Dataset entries
+---+
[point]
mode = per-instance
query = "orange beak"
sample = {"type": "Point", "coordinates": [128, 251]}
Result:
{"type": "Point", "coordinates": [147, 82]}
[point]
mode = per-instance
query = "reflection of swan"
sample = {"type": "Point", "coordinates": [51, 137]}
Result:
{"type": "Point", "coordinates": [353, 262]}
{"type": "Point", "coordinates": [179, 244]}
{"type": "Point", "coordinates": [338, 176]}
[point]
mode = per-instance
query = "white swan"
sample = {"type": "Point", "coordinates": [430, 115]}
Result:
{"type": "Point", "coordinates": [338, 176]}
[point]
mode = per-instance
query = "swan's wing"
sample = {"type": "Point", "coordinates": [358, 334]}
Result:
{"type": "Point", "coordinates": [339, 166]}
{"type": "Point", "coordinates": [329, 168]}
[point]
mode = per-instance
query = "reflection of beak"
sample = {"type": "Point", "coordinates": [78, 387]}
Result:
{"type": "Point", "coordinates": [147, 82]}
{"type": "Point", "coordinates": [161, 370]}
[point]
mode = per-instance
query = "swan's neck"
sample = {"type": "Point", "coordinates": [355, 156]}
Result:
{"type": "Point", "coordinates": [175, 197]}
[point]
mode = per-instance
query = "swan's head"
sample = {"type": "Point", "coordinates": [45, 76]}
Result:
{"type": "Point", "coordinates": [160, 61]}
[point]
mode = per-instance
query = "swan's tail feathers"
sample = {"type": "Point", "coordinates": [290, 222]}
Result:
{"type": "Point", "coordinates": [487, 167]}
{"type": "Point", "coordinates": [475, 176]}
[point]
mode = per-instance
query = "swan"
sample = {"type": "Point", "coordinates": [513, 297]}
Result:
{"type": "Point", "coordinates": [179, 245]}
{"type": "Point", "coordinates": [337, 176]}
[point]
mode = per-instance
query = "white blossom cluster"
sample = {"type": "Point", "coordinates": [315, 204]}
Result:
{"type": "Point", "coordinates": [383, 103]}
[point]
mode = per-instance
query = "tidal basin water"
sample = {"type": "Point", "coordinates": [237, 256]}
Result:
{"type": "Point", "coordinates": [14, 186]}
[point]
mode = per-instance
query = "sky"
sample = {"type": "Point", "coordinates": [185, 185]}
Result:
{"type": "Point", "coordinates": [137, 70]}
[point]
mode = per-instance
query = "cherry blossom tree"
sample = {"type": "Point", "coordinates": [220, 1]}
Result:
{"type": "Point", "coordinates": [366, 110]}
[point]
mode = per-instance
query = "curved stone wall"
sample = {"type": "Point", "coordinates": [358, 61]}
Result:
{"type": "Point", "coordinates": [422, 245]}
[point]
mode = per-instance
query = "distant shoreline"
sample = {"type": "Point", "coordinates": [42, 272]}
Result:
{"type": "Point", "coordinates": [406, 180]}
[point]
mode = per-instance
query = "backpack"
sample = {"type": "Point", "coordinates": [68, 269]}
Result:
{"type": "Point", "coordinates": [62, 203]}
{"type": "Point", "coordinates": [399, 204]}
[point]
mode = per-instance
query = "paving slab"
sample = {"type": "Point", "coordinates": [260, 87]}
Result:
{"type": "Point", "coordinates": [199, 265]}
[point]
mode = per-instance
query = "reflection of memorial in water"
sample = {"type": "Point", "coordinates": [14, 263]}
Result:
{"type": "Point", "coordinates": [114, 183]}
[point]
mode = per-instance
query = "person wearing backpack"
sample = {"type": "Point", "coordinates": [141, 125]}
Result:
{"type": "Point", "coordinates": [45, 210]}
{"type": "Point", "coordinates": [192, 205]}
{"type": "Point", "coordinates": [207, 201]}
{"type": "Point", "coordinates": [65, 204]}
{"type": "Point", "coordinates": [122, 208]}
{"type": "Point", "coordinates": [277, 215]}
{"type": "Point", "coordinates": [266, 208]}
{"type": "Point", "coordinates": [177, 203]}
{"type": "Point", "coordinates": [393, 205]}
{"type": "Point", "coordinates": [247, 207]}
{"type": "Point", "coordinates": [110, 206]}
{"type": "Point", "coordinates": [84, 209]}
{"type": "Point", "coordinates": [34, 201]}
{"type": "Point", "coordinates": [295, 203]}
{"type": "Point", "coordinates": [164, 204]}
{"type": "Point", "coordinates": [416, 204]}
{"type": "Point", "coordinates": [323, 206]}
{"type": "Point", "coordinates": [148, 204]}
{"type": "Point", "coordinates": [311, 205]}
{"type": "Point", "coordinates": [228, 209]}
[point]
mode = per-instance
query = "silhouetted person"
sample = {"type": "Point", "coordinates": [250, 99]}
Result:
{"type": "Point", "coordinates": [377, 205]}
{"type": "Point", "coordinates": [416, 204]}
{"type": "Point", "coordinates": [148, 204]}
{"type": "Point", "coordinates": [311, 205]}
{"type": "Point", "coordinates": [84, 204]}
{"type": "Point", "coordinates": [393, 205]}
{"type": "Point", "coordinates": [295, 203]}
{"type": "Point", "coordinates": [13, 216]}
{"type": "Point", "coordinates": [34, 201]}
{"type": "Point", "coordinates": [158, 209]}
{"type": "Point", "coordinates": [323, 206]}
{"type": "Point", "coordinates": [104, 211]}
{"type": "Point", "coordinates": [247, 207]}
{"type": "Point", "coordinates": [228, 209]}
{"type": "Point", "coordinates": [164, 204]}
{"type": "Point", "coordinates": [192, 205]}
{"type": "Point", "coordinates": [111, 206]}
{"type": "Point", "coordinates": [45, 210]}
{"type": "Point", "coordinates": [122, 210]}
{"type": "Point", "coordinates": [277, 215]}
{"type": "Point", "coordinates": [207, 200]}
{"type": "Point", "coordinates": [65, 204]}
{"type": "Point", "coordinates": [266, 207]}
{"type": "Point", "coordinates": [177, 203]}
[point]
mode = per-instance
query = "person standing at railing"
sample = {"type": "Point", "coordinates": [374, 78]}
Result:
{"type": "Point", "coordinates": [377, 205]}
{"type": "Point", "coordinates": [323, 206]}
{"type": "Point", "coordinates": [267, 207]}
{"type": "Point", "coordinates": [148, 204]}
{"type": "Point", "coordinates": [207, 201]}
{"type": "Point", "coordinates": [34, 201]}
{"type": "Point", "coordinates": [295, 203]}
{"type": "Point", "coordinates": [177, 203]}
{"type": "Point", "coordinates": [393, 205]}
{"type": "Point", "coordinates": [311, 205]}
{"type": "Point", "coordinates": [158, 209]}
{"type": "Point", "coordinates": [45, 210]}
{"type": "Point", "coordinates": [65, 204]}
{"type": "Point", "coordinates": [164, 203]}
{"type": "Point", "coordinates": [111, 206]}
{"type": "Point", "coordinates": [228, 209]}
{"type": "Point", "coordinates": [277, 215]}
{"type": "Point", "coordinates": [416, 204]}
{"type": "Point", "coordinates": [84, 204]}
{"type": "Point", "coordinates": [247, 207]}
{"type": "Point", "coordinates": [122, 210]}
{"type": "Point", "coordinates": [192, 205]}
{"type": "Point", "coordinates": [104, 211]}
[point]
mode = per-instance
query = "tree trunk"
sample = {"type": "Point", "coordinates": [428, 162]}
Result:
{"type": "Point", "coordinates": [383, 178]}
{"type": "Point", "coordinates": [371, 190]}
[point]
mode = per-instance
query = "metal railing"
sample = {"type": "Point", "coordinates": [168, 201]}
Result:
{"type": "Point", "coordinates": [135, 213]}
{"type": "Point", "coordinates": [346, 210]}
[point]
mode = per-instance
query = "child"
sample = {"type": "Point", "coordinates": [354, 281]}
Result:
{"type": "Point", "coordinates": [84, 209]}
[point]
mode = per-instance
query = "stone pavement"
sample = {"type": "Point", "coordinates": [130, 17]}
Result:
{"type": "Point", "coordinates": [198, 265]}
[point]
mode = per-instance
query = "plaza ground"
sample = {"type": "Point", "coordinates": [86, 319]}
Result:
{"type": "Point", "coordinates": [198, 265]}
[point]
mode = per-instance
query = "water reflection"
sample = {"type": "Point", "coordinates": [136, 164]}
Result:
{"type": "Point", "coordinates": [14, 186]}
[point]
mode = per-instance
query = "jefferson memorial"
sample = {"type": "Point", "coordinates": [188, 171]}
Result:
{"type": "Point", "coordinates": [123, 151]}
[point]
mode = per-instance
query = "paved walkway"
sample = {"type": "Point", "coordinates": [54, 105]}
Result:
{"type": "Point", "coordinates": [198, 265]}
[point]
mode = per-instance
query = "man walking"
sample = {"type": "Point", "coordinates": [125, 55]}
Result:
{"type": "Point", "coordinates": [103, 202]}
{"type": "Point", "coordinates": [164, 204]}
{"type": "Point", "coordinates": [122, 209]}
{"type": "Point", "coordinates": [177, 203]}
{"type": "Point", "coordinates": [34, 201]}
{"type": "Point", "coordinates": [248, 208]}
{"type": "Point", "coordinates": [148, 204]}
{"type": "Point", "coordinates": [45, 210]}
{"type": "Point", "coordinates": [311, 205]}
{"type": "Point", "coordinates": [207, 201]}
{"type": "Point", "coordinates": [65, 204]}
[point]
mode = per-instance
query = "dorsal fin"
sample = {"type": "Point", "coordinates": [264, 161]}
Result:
+---+
* WRITTEN REQUEST: Gather each line from the rows above that contains the string "swan", keeping them in their original order.

* RESPONSE TO THE EXERCISE:
query = "reflection of swan"
query = "white swan"
query = "swan's wing"
query = "swan's neck"
query = "swan's head"
query = "swan's tail feathers"
query = "swan"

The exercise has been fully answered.